• Exercise: Switch "Quickstart" to "Guide" throughout the records below, and write out all of the lines again with nothing else changed.

• Information provided:
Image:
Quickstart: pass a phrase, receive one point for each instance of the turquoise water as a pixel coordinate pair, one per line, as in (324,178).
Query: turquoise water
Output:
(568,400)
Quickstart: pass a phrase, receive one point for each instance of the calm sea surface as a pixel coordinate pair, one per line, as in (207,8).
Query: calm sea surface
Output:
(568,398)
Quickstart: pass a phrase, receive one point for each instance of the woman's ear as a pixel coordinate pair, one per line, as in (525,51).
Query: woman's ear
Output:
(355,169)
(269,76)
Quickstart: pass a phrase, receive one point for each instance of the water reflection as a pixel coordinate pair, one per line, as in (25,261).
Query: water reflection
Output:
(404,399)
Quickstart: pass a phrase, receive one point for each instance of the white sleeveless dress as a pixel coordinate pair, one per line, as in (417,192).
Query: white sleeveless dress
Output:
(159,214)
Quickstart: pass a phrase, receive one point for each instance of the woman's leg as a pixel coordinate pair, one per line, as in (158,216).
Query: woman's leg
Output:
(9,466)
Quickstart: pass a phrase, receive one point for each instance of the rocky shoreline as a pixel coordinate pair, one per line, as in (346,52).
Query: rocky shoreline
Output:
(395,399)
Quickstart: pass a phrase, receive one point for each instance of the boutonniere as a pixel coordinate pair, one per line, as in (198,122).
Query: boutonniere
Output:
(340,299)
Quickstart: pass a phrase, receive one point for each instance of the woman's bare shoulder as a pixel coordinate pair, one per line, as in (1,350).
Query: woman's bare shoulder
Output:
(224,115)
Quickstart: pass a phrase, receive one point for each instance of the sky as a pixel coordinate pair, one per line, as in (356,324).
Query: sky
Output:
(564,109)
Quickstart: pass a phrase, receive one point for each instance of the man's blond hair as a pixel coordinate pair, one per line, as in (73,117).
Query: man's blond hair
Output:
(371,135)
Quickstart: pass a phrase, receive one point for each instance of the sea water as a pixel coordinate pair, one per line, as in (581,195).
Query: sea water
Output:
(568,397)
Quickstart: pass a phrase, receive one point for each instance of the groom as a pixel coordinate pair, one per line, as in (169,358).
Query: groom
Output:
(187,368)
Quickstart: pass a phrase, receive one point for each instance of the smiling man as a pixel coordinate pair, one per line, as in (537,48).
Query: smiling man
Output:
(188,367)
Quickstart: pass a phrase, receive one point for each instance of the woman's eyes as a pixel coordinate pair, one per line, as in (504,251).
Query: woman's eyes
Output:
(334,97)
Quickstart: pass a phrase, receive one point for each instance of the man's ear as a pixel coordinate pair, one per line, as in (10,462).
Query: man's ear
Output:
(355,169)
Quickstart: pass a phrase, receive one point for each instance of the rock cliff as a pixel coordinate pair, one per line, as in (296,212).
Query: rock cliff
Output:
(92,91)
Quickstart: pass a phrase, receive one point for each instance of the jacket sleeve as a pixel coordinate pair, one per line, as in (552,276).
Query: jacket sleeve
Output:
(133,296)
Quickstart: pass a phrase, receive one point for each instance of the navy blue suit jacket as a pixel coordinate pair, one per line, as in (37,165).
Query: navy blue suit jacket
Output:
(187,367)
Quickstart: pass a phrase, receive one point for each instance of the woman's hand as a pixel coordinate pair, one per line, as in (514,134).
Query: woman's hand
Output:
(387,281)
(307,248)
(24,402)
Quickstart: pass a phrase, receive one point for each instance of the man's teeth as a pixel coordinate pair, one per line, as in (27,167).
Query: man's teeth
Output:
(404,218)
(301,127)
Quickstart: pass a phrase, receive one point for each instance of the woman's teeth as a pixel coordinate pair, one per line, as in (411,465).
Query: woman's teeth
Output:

• Complete response:
Image:
Guide: pass a phrase, receive one point for each instance of the turquoise water as a pixel coordinate pair, one per line, as in (324,178).
Query: turquoise water
Output:
(568,400)
Guide: pass a phrase, receive one point for each instance of the calm sea surface as a pixel coordinate pair, one per line, as in (207,8).
Query: calm sea surface
Output:
(568,398)
Guide: pass a phrase, receive one point for each instance of the woman's ear as a pixel coordinate pair, one per line, as in (525,51).
Query: woman's ear
Output:
(355,169)
(269,76)
Guide: pass a phrase, receive one point for each instance of the water reflection as a pixel coordinate pair, one per line, as in (25,261).
Query: water reflection
Output:
(404,399)
Guide: pass a phrase, receive one point for each instance of the white sleeveless dress as a pixel coordinate pair, one per line, as in (417,192).
Query: white sleeveless dress
Output:
(159,214)
Guide: pass a phrase, receive one point for each instance of the woman's leg as a pixel coordinate pair, one per line, as in (158,216).
Query: woman's leg
Output:
(9,466)
Guide: pass a phrase, receive one point for each instance of the rocky shoreline as a pixel coordinate pair, one per line, as in (346,52).
Query: rocky shoreline
Output:
(395,399)
Guide: pass a phrase, receive one point for each instance of the boutonniere as a pixel coordinate pair, one per line, as in (198,122).
Query: boutonniere
Output:
(340,299)
Guide: pass a phrase, receive one point for each instance of the woman's bare shoulder as a pixel coordinate pair, one per line, as in (1,350).
Query: woman's bare shoulder
Output:
(224,115)
Guide: pass a phrase, receive one point for each instance of the sky as a pixel coordinate pair, one per line, as in (356,324).
Query: sky
Output:
(564,109)
Guide: pass a phrase, receive one point for each instance of the man's blond hair as a pixel coordinate pair, one per line, as in (73,117).
Query: man's blond hair
Output:
(371,135)
Guide: pass a phrase, receive one point for each instance of the sea water as a pixel coordinate pair, one per line, as in (581,195).
Query: sea water
Output:
(568,397)
Guide: pass a phrase, receive one point for each instance of the groom as a pixel coordinate pair, one per line, as in (169,358).
Query: groom
Output:
(187,368)
Guide: pass a phrase, receive one point for each instance of the smiling man as a pixel coordinate pair, one per line, as in (537,48).
Query: smiling man
Output:
(188,367)
Guide: pass a phrase, receive one point for each instance of the woman's eyes as a pixel coordinate pair, one per line, as in (504,251).
Query: woman's eyes
Output:
(334,97)
Guide: pass a phrase, receive one point for each instance of the man's ear as a pixel coordinate pair, one per line, as in (10,462).
Query: man's ear
Output:
(355,169)
Guide: pass a phrase, receive one point for each instance of the rock cliff as a pixel coordinate pair, one per line, as in (296,212).
Query: rock cliff
Output:
(92,91)
Guide: pass a phrase, receive one point for each instance of the jacket sleeve as a pixel coordinate pair, one per line, as in (552,276).
Query: jacket sleeve
Output:
(133,296)
Guide: pass a phrase, receive one point for each instance of the navy blue suit jacket as a pixel coordinate pair, one per line, as in (37,165).
Query: navy blue suit jacket
Output:
(187,367)
Guide: pass a phrase, receive one point for each instance of the woman's hand as a pixel coordinate pair, one per line, as in (514,134).
Query: woman's hand
Output:
(387,281)
(307,248)
(24,402)
Guide: pass a phrase, receive one point for each instance of the man's teeth as a pixel coordinate pair, one per line, as in (27,167).
Query: man's teeth
Output:
(404,218)
(301,127)
Guide: pass a phrase, receive one point for each instance of the woman's teeth as a pixel coordinate pair, one per line, as in (411,465).
Query: woman's teeth
Output:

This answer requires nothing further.